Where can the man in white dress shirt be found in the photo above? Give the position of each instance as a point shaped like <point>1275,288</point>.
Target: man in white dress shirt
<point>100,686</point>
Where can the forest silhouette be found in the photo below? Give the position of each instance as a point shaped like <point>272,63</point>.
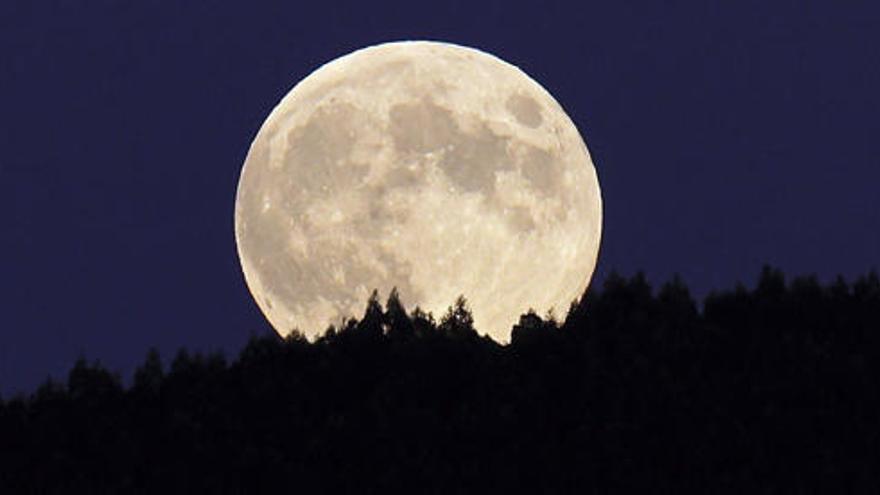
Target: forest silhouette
<point>773,388</point>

┄┄┄┄┄┄

§ **What is needed**: Reproduce the lines above, substituting "image" for each occurrence of "photo" and leaving everything else unchanged. Omit the pictures from the result.

§ **Solution for this task**:
Where can the man in white dress shirt be found in the image above? Give the position of each instance as a point shaped like <point>1275,288</point>.
Target: man in white dress shirt
<point>100,686</point>
Where can the forest silhouette be found in the image below? Give the position of each instance as a point shaped like <point>272,63</point>.
Target: forest silhouette
<point>773,388</point>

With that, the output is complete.